Can you convert the data below, from the line with "Mark one point per instance of the metal bracket" up to and including the line with "x=156, y=611", into a JSON list of strings with one string per line and any blank lines left out?

### DATA LISTING
************

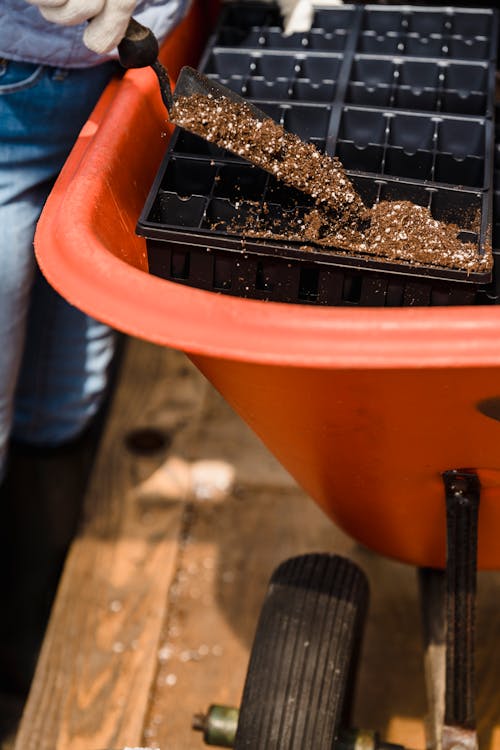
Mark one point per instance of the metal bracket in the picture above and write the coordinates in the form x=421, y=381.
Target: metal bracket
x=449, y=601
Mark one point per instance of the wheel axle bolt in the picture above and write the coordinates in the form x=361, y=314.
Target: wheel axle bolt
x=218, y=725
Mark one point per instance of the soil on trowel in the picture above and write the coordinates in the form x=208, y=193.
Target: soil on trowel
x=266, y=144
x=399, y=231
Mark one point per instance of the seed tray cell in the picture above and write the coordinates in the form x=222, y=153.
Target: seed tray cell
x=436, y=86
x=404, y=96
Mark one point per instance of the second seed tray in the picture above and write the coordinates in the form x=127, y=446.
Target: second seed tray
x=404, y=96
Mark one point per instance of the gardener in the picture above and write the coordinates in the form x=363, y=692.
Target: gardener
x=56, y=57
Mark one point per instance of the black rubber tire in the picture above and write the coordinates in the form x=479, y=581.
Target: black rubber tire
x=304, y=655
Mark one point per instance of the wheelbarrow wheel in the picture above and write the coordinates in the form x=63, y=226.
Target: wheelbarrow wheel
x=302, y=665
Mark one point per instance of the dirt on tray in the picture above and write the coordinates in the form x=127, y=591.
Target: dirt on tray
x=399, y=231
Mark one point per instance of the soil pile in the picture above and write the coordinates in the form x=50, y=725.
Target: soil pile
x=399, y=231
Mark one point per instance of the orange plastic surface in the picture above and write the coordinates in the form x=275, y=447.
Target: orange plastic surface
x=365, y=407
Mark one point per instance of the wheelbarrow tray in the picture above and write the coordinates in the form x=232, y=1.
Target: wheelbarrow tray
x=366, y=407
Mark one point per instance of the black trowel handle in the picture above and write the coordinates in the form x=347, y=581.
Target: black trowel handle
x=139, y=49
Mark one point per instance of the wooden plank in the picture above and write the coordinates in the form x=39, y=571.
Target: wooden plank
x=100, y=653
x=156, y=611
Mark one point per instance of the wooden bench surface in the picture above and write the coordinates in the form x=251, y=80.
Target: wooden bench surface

************

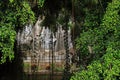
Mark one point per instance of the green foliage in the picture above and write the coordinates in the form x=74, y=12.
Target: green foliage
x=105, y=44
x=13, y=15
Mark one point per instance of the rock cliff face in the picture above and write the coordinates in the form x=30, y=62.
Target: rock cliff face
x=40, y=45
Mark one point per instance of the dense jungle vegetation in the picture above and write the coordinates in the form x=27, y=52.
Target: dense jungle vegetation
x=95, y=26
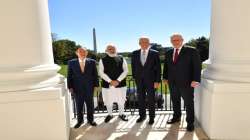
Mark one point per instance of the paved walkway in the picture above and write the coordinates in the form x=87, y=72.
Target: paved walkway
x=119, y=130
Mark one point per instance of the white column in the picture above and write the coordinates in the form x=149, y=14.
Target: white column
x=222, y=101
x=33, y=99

************

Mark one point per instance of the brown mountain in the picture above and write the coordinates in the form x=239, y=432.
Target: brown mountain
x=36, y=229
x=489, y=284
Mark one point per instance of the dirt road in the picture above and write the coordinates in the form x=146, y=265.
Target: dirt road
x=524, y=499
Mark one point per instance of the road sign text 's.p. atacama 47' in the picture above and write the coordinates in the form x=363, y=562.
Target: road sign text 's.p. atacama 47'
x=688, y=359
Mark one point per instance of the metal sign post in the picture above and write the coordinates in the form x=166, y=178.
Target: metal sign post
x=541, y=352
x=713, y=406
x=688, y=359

************

### EXERCISE OUTPUT
[
  "Mark one point per instance of the metal bracket in the picture above and write the coordinates in the form x=421, y=381.",
  "Target: metal bracket",
  "x=449, y=601",
  "Mark one point per instance of the wheel axle bolt in the picture above and write the coordinates in the form x=361, y=314.",
  "Target: wheel axle bolt",
  "x=218, y=725",
  "Mark one point per instance of the soil on trowel in the picture above and write the coordinates in the form x=208, y=193.",
  "Target: soil on trowel",
  "x=266, y=144",
  "x=399, y=231",
  "Mark one point per instance of the seed tray cell in the picture above and write the coordinates in the form x=222, y=153.",
  "Target: seed tray cell",
  "x=436, y=86",
  "x=404, y=96",
  "Mark one point per instance of the second seed tray in the picture above and write the coordinates in the form x=127, y=446.",
  "Target: second seed tray",
  "x=404, y=96",
  "Mark one point per instance of the gardener in the picture above and write the coordinates in the form x=363, y=692.",
  "Target: gardener",
  "x=56, y=57",
  "Mark one point per instance of the black rubber tire in the picture above and write the coordinates in the form x=479, y=581.",
  "Target: black rubber tire",
  "x=304, y=655",
  "Mark one point per instance of the wheelbarrow wheel in the picture above and write the coordinates in the form x=63, y=226.",
  "Target: wheelbarrow wheel",
  "x=302, y=665",
  "Mark one point per instance of the dirt on tray in the picture above and write the coordinates in the form x=127, y=591.",
  "Target: dirt on tray",
  "x=399, y=231",
  "Mark one point per instance of the soil pile in the picture above and write the coordinates in the form x=50, y=725.",
  "Target: soil pile",
  "x=399, y=231",
  "Mark one point per instance of the orange plastic surface in the picture above and write the coordinates in the form x=275, y=447.",
  "Target: orange plastic surface",
  "x=365, y=407",
  "Mark one point per instance of the wheelbarrow tray in the picture above and write the coordinates in the form x=232, y=1.",
  "Target: wheelbarrow tray",
  "x=366, y=407",
  "Mark one point per instance of the black trowel handle in the picture above and write the coordinates in the form x=347, y=581.",
  "Target: black trowel handle",
  "x=139, y=49",
  "Mark one point per instance of the wooden plank in the picture above and write the coordinates in the form x=39, y=571.",
  "Target: wooden plank",
  "x=100, y=653",
  "x=156, y=611"
]